**GESTELLTE AUFGABE A:**
Wie viele Jahre nach der Veröffentlichung des ersten Bands des »Kapitals« erscheint laut dem Textabschnitt die Neulektüre?

+ + + + +

Die Tatsache, dass wir uns 150 Jahre nach Veröffentlichung des ersten Bands von Marx‘ »Kapital« immer noch mit dem Kapitalismus plagen müssen, schreit geradezu nach einer Neulektüre und Aktualisierung des bedeutendsten wissenschaftlichen Werkes der Neuzeit. Eine Gruppe aus Journalisten, Philosophen, Soziologen und einer Ökonomin hat das getan. Tilman von Berlepsch hat ihre Essaysammlung für uns gelesen
Karl Marx taucht selten auf der Spiegel-Bestsellerliste auf. Mathias Greffrath hat es jedoch mit einer Essaysammlung namhafter Autorinnen und Autoren über das wichtigste Werk des alten Karl geschafft. Optisch ansprechend geht das Buch den Fragen nach der Aktualität des »Kapitals« und nach der »Brauchbarkeit seiner Kategorien« nach.

+ + + + +

**GESTELLTE AUFGABE B:**
Geben Sie alle unten folgenden Quellzeilen als Markdown-Tabelle mit den Spalten „Nr.“ und „Zeileninhalt“ aus. Leerzeilen lassen Sie dabei weg.

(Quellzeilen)

+ + + + +

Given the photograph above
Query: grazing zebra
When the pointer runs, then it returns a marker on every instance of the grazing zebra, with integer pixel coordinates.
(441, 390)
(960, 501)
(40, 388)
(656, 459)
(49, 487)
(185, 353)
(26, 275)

+ + + + +

**RICHTIGE ANTWORT A:**
150 Jahre

**RICHTIGE ANTWORT B:**
| Nr. | Zeileninhalt |
|---|---|
| 1 | Given the photograph above |
| 2 | Query: grazing zebra |
| 3 | When the pointer runs, then it returns a marker on every instance of the grazing zebra, with integer pixel coordinates. |
| 4 | (441, 390) |
| 5 | (960, 501) |
| 6 | (40, 388) |
| 7 | (656, 459) |
| 8 | (49, 487) |
| 9 | (185, 353) |
| 10 | (26, 275) |